── Items

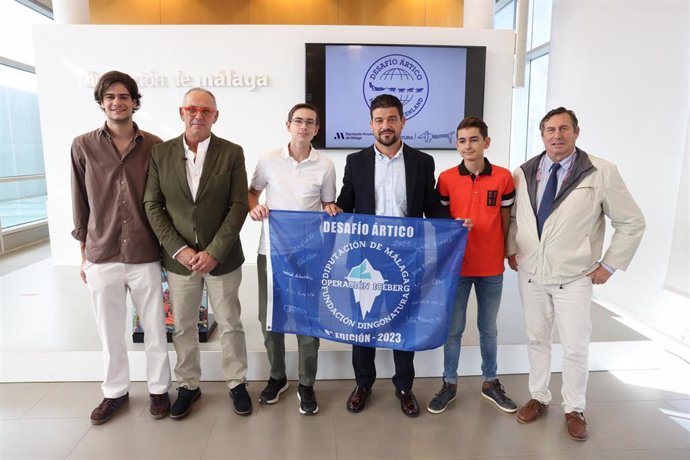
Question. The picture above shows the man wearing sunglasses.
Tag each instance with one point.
(196, 202)
(296, 177)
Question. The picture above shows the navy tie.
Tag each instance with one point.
(548, 197)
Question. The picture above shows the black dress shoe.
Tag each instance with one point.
(358, 398)
(183, 404)
(408, 403)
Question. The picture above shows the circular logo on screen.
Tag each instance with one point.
(401, 76)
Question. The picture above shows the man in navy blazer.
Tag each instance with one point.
(387, 179)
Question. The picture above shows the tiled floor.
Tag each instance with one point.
(632, 414)
(51, 420)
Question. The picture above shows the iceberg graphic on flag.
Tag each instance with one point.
(365, 297)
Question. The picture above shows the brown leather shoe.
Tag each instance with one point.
(577, 426)
(358, 398)
(107, 408)
(159, 405)
(531, 411)
(408, 403)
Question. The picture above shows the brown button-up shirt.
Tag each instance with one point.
(107, 193)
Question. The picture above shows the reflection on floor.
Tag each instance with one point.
(626, 420)
(639, 410)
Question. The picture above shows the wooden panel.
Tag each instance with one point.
(205, 11)
(432, 13)
(382, 12)
(125, 11)
(315, 12)
(444, 13)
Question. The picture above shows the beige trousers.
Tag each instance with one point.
(185, 295)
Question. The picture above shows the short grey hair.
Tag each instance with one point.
(203, 90)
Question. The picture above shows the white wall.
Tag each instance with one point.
(623, 68)
(254, 119)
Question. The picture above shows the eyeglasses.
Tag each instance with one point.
(193, 110)
(300, 121)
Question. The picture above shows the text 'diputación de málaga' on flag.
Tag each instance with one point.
(366, 280)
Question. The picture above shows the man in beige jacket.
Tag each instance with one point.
(555, 244)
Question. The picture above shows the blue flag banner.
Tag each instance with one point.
(366, 280)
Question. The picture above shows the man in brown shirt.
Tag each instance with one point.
(119, 251)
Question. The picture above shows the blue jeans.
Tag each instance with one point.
(488, 290)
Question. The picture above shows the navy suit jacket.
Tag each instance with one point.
(358, 196)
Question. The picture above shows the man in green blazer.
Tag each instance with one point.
(196, 202)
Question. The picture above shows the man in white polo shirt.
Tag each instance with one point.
(296, 177)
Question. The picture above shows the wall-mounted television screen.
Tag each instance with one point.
(438, 86)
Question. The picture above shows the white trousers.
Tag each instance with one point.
(108, 284)
(568, 306)
(223, 294)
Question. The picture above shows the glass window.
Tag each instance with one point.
(16, 39)
(504, 17)
(22, 172)
(22, 195)
(539, 26)
(538, 75)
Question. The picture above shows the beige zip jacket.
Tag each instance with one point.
(573, 234)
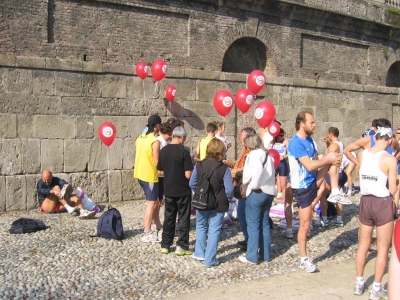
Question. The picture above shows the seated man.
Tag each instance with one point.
(54, 196)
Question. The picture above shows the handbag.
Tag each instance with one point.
(243, 186)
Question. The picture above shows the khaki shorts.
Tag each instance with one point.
(376, 211)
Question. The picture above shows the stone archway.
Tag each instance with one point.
(393, 75)
(245, 55)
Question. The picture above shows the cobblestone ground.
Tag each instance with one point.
(65, 262)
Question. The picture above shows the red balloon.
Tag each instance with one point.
(276, 156)
(142, 70)
(244, 99)
(265, 113)
(274, 129)
(107, 133)
(223, 102)
(159, 70)
(256, 81)
(397, 238)
(170, 93)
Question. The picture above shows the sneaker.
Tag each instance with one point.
(335, 222)
(181, 252)
(345, 201)
(66, 191)
(150, 238)
(333, 198)
(164, 250)
(214, 265)
(85, 214)
(197, 257)
(287, 234)
(377, 295)
(243, 259)
(359, 289)
(321, 223)
(308, 265)
(71, 209)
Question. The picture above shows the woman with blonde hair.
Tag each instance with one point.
(259, 172)
(209, 222)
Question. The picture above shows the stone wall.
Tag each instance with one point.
(50, 111)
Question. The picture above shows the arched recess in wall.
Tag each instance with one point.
(393, 75)
(245, 55)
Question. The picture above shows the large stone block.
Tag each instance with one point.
(31, 191)
(76, 155)
(68, 84)
(132, 189)
(43, 82)
(100, 156)
(15, 193)
(52, 155)
(18, 81)
(2, 193)
(115, 186)
(30, 156)
(8, 126)
(61, 127)
(11, 158)
(113, 86)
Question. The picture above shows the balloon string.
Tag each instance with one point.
(108, 174)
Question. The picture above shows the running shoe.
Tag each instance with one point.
(308, 266)
(359, 288)
(377, 295)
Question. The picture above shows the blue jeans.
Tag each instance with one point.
(258, 205)
(242, 217)
(208, 223)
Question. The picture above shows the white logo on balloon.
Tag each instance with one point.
(227, 101)
(107, 132)
(260, 80)
(258, 113)
(249, 99)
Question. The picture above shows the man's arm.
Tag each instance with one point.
(329, 158)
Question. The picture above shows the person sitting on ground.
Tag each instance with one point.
(202, 144)
(54, 195)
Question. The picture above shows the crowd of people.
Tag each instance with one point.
(169, 174)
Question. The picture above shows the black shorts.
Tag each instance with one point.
(282, 169)
(304, 197)
(342, 179)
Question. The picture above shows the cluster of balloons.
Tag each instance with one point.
(159, 71)
(107, 133)
(244, 98)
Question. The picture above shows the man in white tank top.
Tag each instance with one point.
(377, 208)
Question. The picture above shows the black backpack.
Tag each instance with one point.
(26, 225)
(205, 198)
(110, 226)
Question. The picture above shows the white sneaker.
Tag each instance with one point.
(308, 265)
(85, 214)
(150, 238)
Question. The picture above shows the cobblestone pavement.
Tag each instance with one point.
(65, 262)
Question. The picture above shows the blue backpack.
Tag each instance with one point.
(110, 226)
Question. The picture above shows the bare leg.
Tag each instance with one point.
(364, 241)
(384, 237)
(305, 215)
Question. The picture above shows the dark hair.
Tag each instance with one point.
(249, 130)
(301, 118)
(334, 131)
(165, 128)
(211, 127)
(216, 149)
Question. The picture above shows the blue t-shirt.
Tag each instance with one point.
(300, 177)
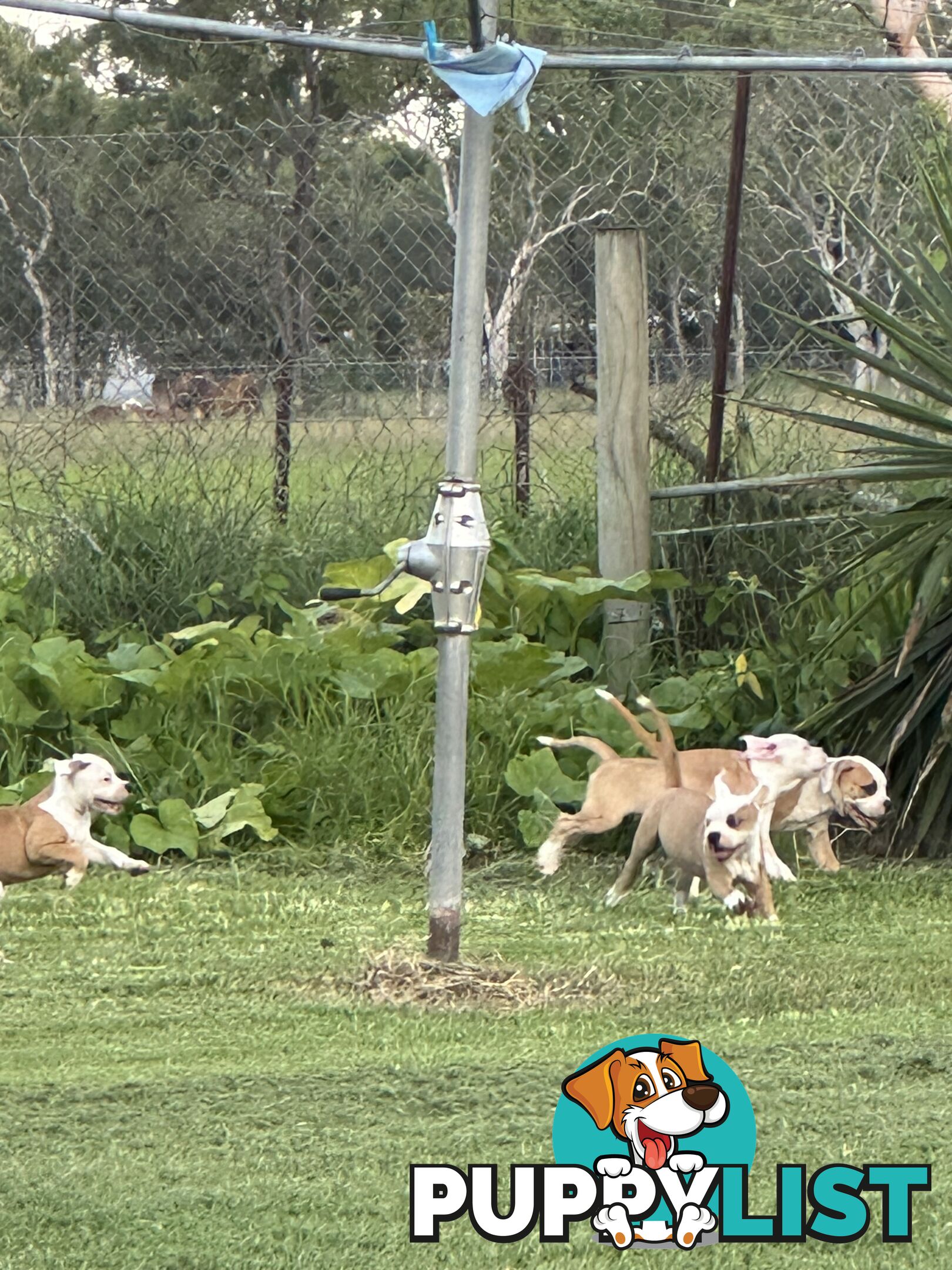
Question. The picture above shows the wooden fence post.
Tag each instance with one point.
(624, 457)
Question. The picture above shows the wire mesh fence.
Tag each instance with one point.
(207, 306)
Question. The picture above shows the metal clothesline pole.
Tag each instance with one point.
(446, 854)
(649, 64)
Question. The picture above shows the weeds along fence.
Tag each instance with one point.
(240, 322)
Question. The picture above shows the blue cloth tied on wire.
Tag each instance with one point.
(497, 75)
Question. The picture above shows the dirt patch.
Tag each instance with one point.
(401, 978)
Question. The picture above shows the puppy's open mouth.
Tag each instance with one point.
(862, 820)
(656, 1146)
(103, 804)
(723, 854)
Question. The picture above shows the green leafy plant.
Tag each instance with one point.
(901, 710)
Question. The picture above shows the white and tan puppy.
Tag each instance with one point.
(628, 787)
(51, 834)
(84, 787)
(780, 764)
(852, 788)
(715, 840)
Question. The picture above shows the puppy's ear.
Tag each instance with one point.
(687, 1056)
(593, 1089)
(759, 748)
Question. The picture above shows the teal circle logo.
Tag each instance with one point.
(585, 1124)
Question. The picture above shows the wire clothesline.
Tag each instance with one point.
(857, 61)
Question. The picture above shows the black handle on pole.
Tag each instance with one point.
(340, 593)
(477, 40)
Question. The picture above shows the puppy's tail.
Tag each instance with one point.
(591, 743)
(662, 746)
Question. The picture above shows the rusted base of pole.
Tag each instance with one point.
(445, 935)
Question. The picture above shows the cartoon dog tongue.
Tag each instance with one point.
(656, 1146)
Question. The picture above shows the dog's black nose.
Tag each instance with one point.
(701, 1098)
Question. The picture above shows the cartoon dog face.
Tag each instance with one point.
(732, 818)
(857, 789)
(651, 1097)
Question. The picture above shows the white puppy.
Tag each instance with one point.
(84, 787)
(779, 764)
(852, 788)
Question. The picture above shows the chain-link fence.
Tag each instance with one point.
(207, 306)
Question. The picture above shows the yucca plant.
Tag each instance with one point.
(901, 714)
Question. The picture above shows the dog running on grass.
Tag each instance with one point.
(51, 832)
(851, 788)
(711, 838)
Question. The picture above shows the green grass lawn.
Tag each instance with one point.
(191, 1080)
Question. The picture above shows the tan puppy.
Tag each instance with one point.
(626, 787)
(712, 838)
(629, 787)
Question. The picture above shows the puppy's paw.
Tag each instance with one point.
(735, 901)
(692, 1222)
(616, 1224)
(777, 869)
(549, 858)
(686, 1161)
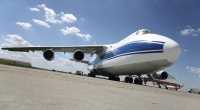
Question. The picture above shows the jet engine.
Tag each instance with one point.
(49, 55)
(163, 75)
(78, 55)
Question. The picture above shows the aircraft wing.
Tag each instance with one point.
(86, 49)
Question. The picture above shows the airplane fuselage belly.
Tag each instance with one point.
(134, 64)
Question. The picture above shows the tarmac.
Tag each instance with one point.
(32, 89)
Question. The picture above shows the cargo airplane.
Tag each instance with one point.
(140, 53)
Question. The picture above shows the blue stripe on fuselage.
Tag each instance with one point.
(134, 48)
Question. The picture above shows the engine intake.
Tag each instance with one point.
(49, 55)
(78, 55)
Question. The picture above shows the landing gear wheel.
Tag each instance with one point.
(128, 80)
(138, 81)
(114, 78)
(91, 75)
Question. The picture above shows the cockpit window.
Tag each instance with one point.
(142, 32)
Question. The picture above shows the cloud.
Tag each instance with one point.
(194, 70)
(74, 31)
(24, 25)
(49, 14)
(190, 31)
(41, 23)
(59, 18)
(55, 18)
(34, 9)
(68, 18)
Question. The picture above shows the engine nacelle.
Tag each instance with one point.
(49, 55)
(164, 75)
(78, 55)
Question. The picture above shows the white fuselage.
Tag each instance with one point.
(138, 54)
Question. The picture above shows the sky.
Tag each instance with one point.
(83, 22)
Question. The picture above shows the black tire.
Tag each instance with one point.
(91, 75)
(138, 81)
(128, 80)
(114, 78)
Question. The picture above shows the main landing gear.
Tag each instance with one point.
(128, 79)
(138, 80)
(114, 78)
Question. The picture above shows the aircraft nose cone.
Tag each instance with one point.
(172, 50)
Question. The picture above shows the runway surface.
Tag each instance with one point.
(31, 89)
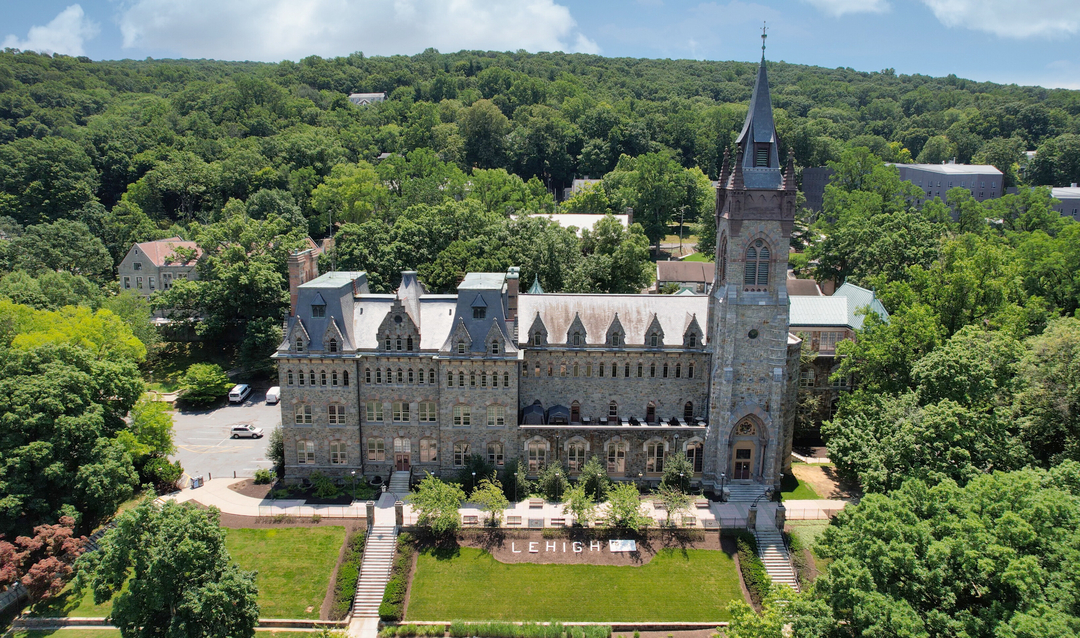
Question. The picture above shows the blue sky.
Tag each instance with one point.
(1013, 41)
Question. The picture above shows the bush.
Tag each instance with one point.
(324, 487)
(345, 585)
(752, 568)
(393, 599)
(203, 383)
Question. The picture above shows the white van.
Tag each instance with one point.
(239, 393)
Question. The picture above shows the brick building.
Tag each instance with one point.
(413, 380)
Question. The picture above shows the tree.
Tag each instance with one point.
(980, 560)
(678, 471)
(43, 562)
(437, 502)
(169, 574)
(674, 499)
(624, 508)
(203, 383)
(488, 496)
(579, 503)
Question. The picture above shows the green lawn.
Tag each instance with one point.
(794, 489)
(675, 585)
(294, 566)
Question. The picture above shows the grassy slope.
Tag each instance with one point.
(692, 585)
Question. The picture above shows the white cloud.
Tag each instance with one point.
(66, 34)
(838, 8)
(1010, 18)
(292, 29)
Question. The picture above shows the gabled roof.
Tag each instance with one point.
(161, 252)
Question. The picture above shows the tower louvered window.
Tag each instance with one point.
(757, 265)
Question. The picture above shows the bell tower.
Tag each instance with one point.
(750, 424)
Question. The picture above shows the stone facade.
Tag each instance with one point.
(629, 378)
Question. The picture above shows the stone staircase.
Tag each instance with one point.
(744, 492)
(773, 554)
(399, 484)
(375, 571)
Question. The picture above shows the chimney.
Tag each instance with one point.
(513, 275)
(302, 267)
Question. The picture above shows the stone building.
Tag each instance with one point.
(372, 383)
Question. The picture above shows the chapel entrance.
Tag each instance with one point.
(403, 452)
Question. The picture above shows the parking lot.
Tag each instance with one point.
(203, 444)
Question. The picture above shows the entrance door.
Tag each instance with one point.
(741, 471)
(403, 452)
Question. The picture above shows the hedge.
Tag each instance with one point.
(345, 586)
(393, 599)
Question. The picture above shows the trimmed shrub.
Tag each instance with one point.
(345, 586)
(752, 568)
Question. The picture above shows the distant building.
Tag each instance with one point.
(1069, 198)
(366, 98)
(984, 181)
(153, 266)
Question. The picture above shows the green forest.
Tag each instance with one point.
(962, 429)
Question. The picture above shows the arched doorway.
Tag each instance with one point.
(403, 453)
(744, 449)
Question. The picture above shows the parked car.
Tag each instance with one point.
(246, 430)
(239, 393)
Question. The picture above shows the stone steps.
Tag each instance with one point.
(375, 571)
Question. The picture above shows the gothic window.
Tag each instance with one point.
(338, 456)
(305, 451)
(376, 449)
(429, 450)
(460, 453)
(495, 453)
(655, 457)
(757, 265)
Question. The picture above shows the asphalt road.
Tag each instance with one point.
(203, 444)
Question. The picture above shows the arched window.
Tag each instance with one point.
(576, 456)
(305, 451)
(338, 456)
(495, 453)
(429, 450)
(757, 265)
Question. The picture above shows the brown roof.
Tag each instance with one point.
(162, 250)
(686, 271)
(802, 287)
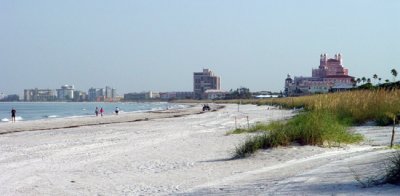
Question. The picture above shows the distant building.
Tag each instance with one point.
(110, 93)
(79, 96)
(9, 98)
(203, 81)
(329, 76)
(141, 96)
(65, 93)
(96, 94)
(39, 95)
(213, 94)
(176, 95)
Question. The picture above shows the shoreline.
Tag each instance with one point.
(74, 122)
(187, 155)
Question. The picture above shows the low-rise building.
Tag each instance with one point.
(213, 94)
(176, 95)
(39, 95)
(141, 96)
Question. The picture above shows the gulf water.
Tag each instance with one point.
(45, 110)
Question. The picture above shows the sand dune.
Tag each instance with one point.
(185, 155)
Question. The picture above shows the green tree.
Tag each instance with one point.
(394, 73)
(375, 77)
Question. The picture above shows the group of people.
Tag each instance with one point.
(97, 112)
(101, 111)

────

What you will do ::
In the records above, locate the line with "Question. The picture above shows the brown roof."; output it and each line after it through the last one, exactly, omitting pictures.

Written answer ::
Question. The picture above shows the brown roof.
Tag each instance with one point.
(162, 250)
(686, 271)
(802, 287)
Question. The picture above shows the distant building.
Tag each instance with one point.
(110, 93)
(79, 96)
(9, 98)
(203, 81)
(329, 76)
(141, 96)
(65, 93)
(96, 94)
(39, 95)
(213, 94)
(176, 95)
Question. The picture above shows the shoreline.
Tag each instance with one point.
(74, 122)
(187, 155)
Question. The picture above shows the low-rise building.
Tag each instance with one point.
(213, 94)
(176, 95)
(39, 95)
(141, 96)
Question. The picture above shows the gulf water.
Tag each instance with one point.
(45, 110)
Question. The picture above shows the sand dune.
Tag each instance with one point.
(185, 155)
Question. The picture above shows the green tree.
Tag each instance with one point.
(394, 73)
(375, 77)
Question. The picture above shows the group of people.
Tag each instance with one point.
(97, 112)
(101, 111)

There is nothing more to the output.